__Directions__
The entries that follow must be given again exactly, with the pictures excluded.

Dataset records
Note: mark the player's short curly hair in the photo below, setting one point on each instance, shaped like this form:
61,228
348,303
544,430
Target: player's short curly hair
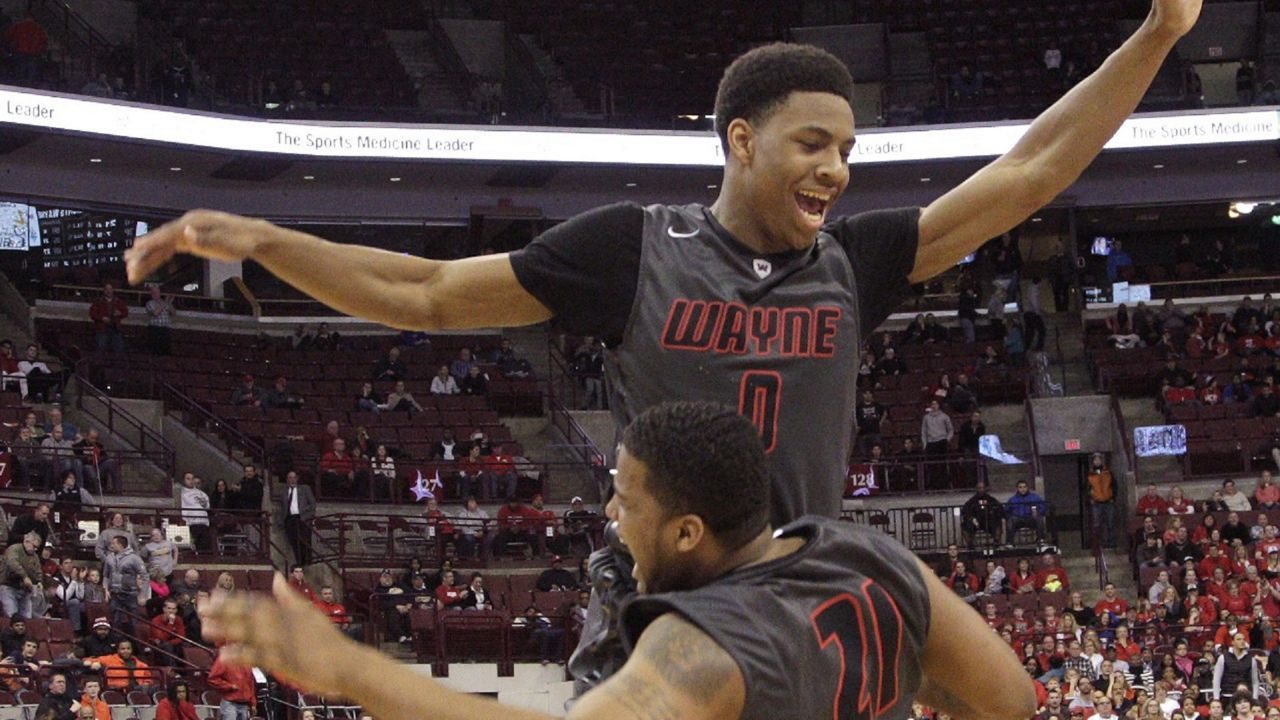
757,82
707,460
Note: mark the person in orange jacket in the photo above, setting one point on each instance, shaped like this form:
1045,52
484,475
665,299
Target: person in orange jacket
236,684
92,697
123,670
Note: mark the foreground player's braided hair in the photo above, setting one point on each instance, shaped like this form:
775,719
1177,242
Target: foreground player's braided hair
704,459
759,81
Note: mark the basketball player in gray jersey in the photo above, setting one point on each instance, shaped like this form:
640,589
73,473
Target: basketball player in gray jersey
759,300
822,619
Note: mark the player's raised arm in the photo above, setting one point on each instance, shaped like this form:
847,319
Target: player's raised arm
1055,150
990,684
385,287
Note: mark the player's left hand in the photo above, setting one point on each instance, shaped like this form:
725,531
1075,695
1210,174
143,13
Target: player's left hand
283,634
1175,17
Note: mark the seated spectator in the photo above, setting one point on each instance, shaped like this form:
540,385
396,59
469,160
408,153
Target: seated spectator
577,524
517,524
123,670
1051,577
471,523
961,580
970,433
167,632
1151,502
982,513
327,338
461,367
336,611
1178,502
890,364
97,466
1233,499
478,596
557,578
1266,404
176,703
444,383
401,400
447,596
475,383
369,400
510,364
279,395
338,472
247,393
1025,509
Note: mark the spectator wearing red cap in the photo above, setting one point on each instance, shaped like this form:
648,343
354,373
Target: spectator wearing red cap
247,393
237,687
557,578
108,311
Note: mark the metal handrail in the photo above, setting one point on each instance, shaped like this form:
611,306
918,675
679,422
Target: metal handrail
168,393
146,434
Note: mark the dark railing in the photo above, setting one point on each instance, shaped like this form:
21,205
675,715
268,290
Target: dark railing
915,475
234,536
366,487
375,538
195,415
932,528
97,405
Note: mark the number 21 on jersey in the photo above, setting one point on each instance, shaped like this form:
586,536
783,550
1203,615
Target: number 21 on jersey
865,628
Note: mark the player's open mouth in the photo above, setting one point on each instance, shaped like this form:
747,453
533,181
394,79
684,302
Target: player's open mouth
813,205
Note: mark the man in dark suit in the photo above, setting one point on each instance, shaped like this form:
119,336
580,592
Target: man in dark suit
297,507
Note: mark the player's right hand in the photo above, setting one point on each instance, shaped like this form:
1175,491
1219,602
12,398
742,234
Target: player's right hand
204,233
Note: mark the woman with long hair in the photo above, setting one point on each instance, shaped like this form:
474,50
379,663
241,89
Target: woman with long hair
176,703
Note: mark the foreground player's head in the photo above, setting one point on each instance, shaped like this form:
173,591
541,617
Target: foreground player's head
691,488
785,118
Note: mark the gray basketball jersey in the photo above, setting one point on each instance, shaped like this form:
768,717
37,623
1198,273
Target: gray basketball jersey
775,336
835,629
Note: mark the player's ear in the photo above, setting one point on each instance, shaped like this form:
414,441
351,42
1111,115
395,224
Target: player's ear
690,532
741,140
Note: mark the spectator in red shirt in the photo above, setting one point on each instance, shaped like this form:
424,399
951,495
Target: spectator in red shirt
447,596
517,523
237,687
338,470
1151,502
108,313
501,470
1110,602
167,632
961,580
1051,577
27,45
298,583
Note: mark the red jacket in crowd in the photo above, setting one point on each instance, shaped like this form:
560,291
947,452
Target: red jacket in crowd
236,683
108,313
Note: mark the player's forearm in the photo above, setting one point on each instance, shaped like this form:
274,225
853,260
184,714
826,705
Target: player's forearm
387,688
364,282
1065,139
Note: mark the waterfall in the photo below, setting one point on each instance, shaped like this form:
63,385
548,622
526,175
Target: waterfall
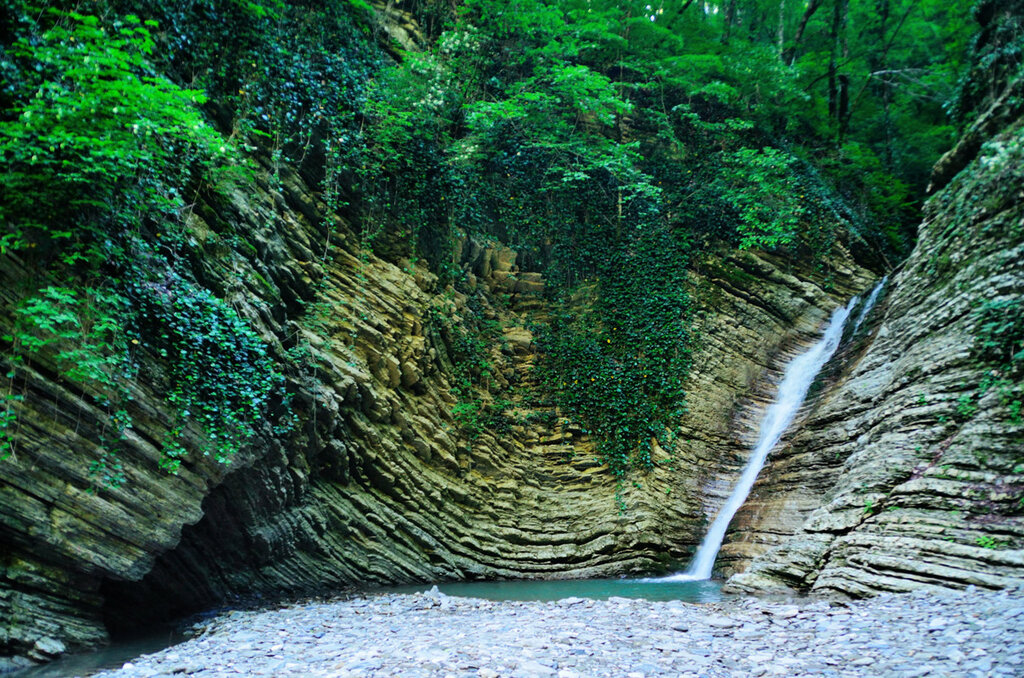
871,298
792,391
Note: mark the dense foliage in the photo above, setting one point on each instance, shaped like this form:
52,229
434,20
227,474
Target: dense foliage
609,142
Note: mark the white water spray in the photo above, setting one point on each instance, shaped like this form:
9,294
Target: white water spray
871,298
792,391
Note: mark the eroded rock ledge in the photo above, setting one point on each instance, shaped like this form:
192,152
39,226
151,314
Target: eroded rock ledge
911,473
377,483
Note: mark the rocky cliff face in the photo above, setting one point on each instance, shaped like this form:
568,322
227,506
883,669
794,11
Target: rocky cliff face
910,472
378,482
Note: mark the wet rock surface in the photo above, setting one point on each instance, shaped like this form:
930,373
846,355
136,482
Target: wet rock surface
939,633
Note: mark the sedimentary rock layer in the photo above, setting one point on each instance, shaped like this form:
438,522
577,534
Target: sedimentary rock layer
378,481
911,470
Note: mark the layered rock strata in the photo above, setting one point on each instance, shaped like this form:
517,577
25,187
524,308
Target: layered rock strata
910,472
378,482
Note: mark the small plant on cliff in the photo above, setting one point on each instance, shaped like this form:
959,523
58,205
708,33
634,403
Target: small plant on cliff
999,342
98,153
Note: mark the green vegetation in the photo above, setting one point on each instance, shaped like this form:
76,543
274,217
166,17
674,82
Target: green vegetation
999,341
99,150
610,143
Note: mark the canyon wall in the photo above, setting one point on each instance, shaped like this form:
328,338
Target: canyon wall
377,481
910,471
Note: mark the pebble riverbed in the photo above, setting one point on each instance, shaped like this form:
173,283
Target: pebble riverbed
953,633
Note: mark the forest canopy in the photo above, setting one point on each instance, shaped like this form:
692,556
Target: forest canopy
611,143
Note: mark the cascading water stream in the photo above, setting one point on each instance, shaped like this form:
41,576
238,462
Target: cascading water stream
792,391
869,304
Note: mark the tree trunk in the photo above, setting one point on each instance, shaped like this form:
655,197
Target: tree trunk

__Problem solution__
Note: mark the player's short curly hair in the photo below, setting one point on each instance, shaped like this form:
61,228
348,303
544,430
Target: player's short curly hair
757,82
707,460
Note: mark the person in orange jacket in the photo above, setting one point on each instance, shaped like this form:
1045,52
484,475
665,299
Target: person in orange jacket
236,684
92,697
123,670
Note: mark the foreground player's braided hair in the photo above, setting one point on each instance, shaped like this form:
775,719
1177,242
Target: foreground player's braided hair
704,459
759,81
Note: mark the basketball player in gray jersey in the photo above, setting one point on each instance, shaped like this form:
640,589
73,473
Target: basketball player in gray jersey
759,300
822,619
Note: mark the player's raised arm in the photo above, setting one point on each instance, shaped like this form:
847,319
Target: player's raised arm
1055,150
990,684
385,287
Note: mark the player's left hand in the photo above, setting one point on each instance, shaped like this form:
725,531
1075,695
1210,174
143,13
Target: player's left hand
283,634
1175,17
Note: mark the seated spectator in the photo above, setting one point on each instance, shaped like this form:
540,385
396,59
469,160
408,153
Target: seated spectator
577,524
517,524
123,670
1051,577
471,523
961,580
970,433
167,632
1151,502
982,513
327,338
461,367
336,611
1178,502
890,364
97,466
1233,499
478,596
557,578
1266,404
176,703
444,383
401,400
447,596
475,383
369,400
510,364
279,395
338,472
247,393
1025,509
Note: mark the spectator wearing red cap in the photo above, setting one point on each instance, shaped like this form:
648,343
354,373
Target: spectator wearing red cap
247,393
237,687
557,578
108,311
Note: mark the metal handrail in the photo above, setting one point on each instance, shaped like this form:
611,306
918,675
679,422
Target: metal handrail
168,393
146,434
Note: mark the dark railing in the photo above, setting one point on each instance, shaped like this form:
21,205
675,715
268,290
Target: dark railing
915,475
234,536
366,487
375,538
195,415
932,528
97,405
Note: mark the number 21 on jersey in the photo above, setting one point on each instance, shaped like this form:
586,536
783,550
1203,615
Target: number 21 on jersey
865,628
Note: mark the player's open mouth in the photo above, setting one point on each instance, shaped like this form:
747,453
533,181
394,79
684,302
Target: player's open mouth
813,205
Note: mark the man in dark suit in the photo above, setting one point on each instance, shaped like this form:
119,336
580,592
Target: man in dark suit
297,507
Note: mark the player's right hand in the photo above, setting one point on each instance, shaped like this form:
1175,491
1219,602
12,398
742,234
Target: player's right hand
204,233
Note: mark the woman with long hair in the photo above, setting one point on each instance, shaped like this form:
474,50
379,663
241,89
Target: woman with long hair
176,703
Note: mark the foreground player's head in the photo above, setting one point on each instance, shaped like this form:
173,591
541,617
Target: foreground player's head
691,488
785,118
Note: mark the gray basketball jersey in the photo above, setting one point on each instance, shaped like this form:
768,717
37,623
1198,273
Target: gray basketball jersey
775,336
835,629
Note: mark the player's ear in the photo above, setting one point on each instance, shaped like this form:
414,441
351,42
1111,115
395,224
Target: player's ear
690,532
741,140
Note: mark the spectator in red shirt in the photo above, setting one point on each instance, shaped like this form:
424,399
951,495
Target: spectator in red shirt
447,596
517,523
237,687
338,470
1151,502
108,313
501,470
1110,602
167,632
961,580
1051,577
27,45
298,583
Note: mark the red jacket in crowd in the photo above, setting one point on each instance, shaped like this form:
560,291
947,452
Target: red jacket in crowd
236,683
108,313
Note: mark the player's forearm in the photo above, setting one point on each instance, shaped like this form:
274,225
853,260
184,714
826,705
Target: player's forearm
387,688
364,282
1065,139
Note: mark the waterfall in the photo below, setting one point on each instance, shaped like this form:
63,385
548,622
526,175
Target: waterfall
871,298
792,391
Note: mark the dense foliage in the photo above, setting one point on each instance, shaped like this form:
52,229
434,20
227,474
Target: dense foliage
609,142
Note: mark the white water spray in the photo above, setting one point on each instance, shaped like this form:
9,294
Target: white water spray
871,298
792,391
Note: mark the eroded rock ledge in the photo above, setting one point on each instance, shaped like this form:
192,152
39,226
151,314
Target: eroded rock ledge
911,473
377,483
Note: mark the rocky cliff face in the photo above, setting one point on each instance, shaped like this form:
568,322
227,506
883,669
794,11
Target: rocky cliff face
910,472
378,482
Note: mark the wet rock surface in the photo above, setting one point on each instance, shaped like this form:
930,373
846,355
136,482
Target: wet rock surface
939,633
Note: mark the sedimentary rock layer in the photo above, setting one point on each instance, shaped like this form:
438,522
577,534
Target: sedimentary rock layer
378,481
911,470
Note: mark the layered rock strata in the photo above, setting one point on each instance, shaped like this form:
517,577
25,187
524,308
Target: layered rock strata
910,472
378,482
Note: mark the small plant on cliff in the photo above, setting one point on each instance, shaped like this form:
959,523
58,205
708,33
634,403
Target: small plant on cliff
999,342
98,153
Note: mark the green vegetation in the photo above, setting one point on each instance, shaped like this form:
76,543
274,217
166,17
674,82
Target: green vegetation
999,341
99,150
610,143
Note: mark the canyon wall in the photo above, setting one point on each instance, shaped like this form:
328,338
Target: canyon wall
377,481
910,471
Note: mark the pebble riverbed in the photo above, setting one point on each instance, shaped like this form:
173,283
Target: pebble riverbed
953,633
Note: mark the forest canopy in the photo above, setting one point on each instance, shaped like this form:
692,556
Target: forest canopy
611,143
Note: mark the cascading water stream in the photo above, setting one point on each instance, shaped like this form:
41,576
238,462
Target: cascading water stream
792,391
869,304
Note: mark the tree trunk in the photo above, setting one point on each instance, shaped like this form:
655,197
Target: tree trunk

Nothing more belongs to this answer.